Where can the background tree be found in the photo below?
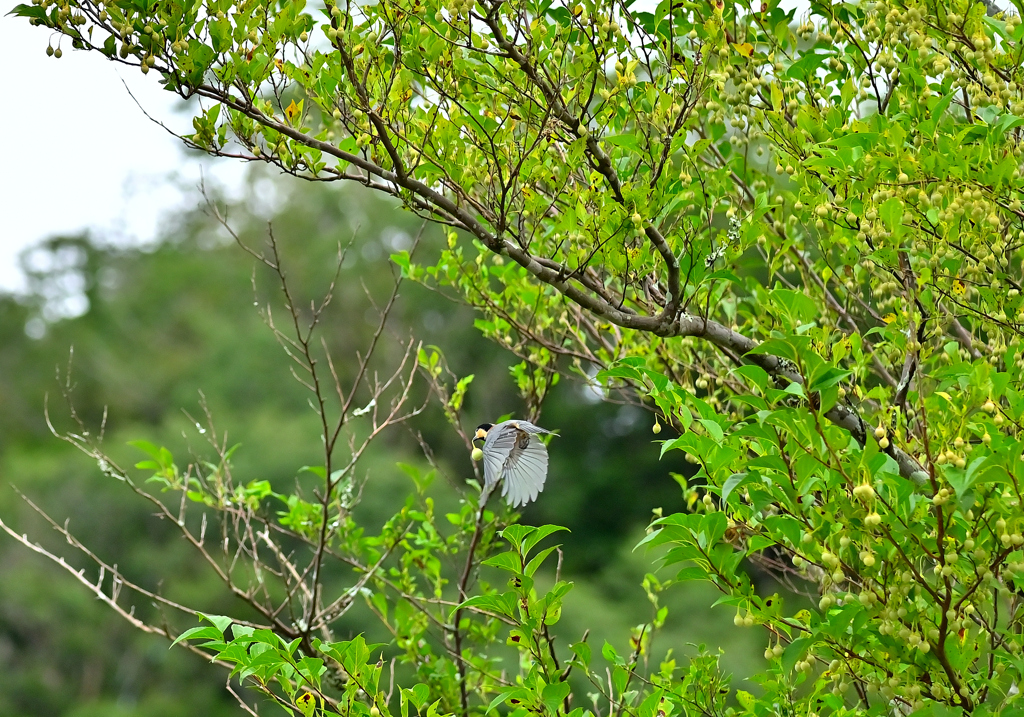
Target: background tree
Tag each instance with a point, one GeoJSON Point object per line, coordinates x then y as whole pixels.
{"type": "Point", "coordinates": [163, 324]}
{"type": "Point", "coordinates": [801, 242]}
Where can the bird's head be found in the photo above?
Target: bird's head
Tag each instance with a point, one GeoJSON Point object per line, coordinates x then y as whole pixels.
{"type": "Point", "coordinates": [481, 431]}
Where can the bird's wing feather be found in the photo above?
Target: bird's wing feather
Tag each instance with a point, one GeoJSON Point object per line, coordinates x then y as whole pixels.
{"type": "Point", "coordinates": [528, 427]}
{"type": "Point", "coordinates": [525, 471]}
{"type": "Point", "coordinates": [497, 447]}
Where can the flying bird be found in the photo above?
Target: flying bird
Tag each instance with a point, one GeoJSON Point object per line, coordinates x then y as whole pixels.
{"type": "Point", "coordinates": [513, 455]}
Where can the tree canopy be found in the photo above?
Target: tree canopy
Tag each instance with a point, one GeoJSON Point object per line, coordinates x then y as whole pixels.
{"type": "Point", "coordinates": [800, 240]}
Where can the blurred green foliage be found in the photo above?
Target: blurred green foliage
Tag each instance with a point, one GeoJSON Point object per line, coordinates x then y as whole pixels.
{"type": "Point", "coordinates": [164, 323]}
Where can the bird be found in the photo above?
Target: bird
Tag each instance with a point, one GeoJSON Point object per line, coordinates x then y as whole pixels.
{"type": "Point", "coordinates": [514, 455]}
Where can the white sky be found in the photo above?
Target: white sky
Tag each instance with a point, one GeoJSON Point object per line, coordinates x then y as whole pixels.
{"type": "Point", "coordinates": [78, 153]}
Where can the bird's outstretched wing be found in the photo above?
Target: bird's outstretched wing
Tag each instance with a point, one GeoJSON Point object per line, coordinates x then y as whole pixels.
{"type": "Point", "coordinates": [513, 452]}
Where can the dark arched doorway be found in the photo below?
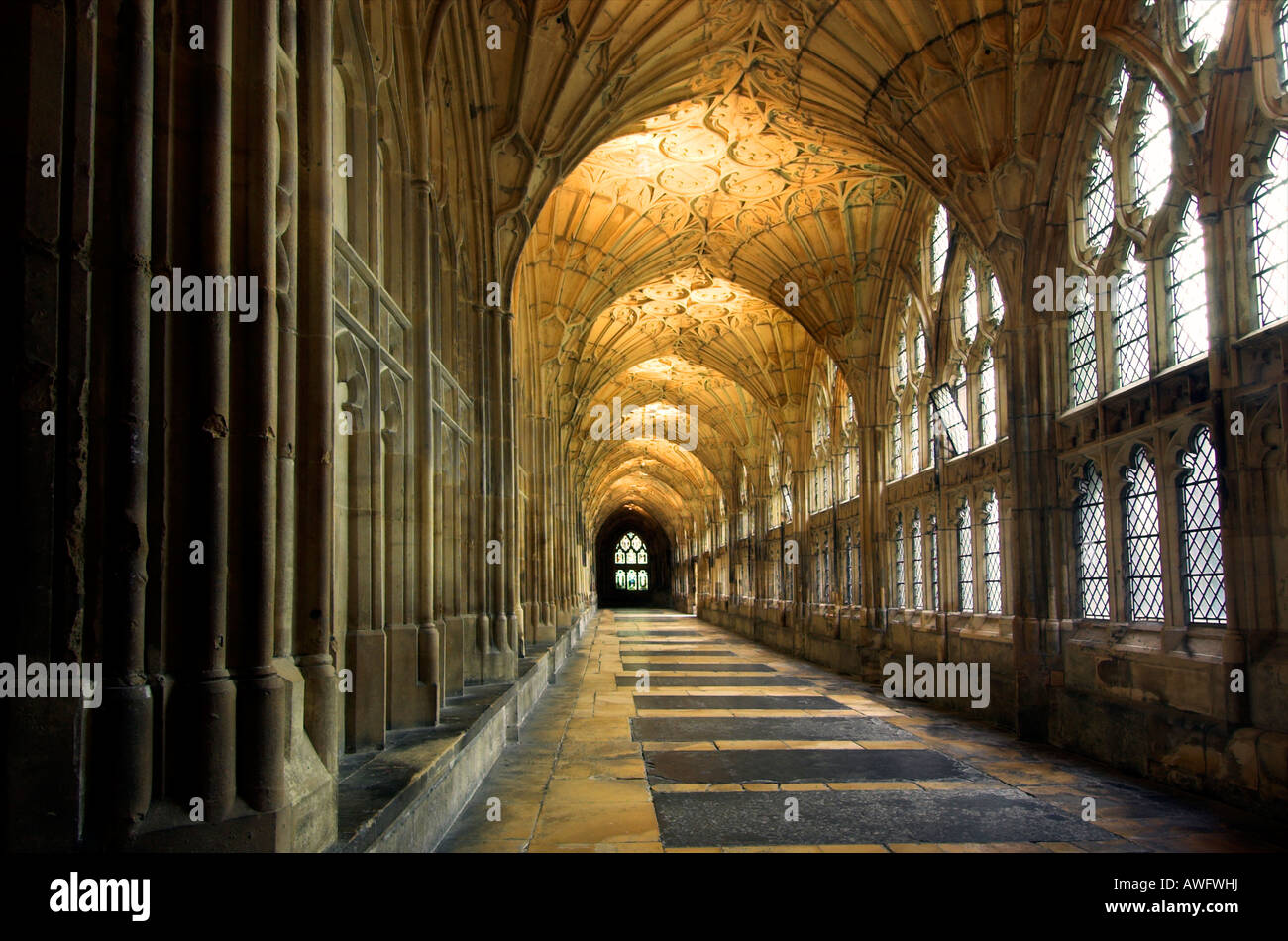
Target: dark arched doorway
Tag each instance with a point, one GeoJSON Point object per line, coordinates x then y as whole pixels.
{"type": "Point", "coordinates": [632, 563]}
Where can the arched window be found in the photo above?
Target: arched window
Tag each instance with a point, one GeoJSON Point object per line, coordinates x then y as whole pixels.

= = = = = = =

* Your task *
Rewrite every line from the one that has "Where can the dark" through the end of the entries, requests included. Scale each point coordinate in the answers by 1.15, round to whole numbers with halves going up, and leave the pictures out.

* Result for this task *
Where can the dark arched doorway be found in the photo below?
Target: dark arched doorway
Tag each instance with a point, one GeoJSON Point object per line, coordinates x then y as whole pixels.
{"type": "Point", "coordinates": [727, 647]}
Where can the arched window be found in the photo above?
Target: arched window
Tag each instance with a point, one GeoJSON Point object per line, coordinates x then y as whole pixels.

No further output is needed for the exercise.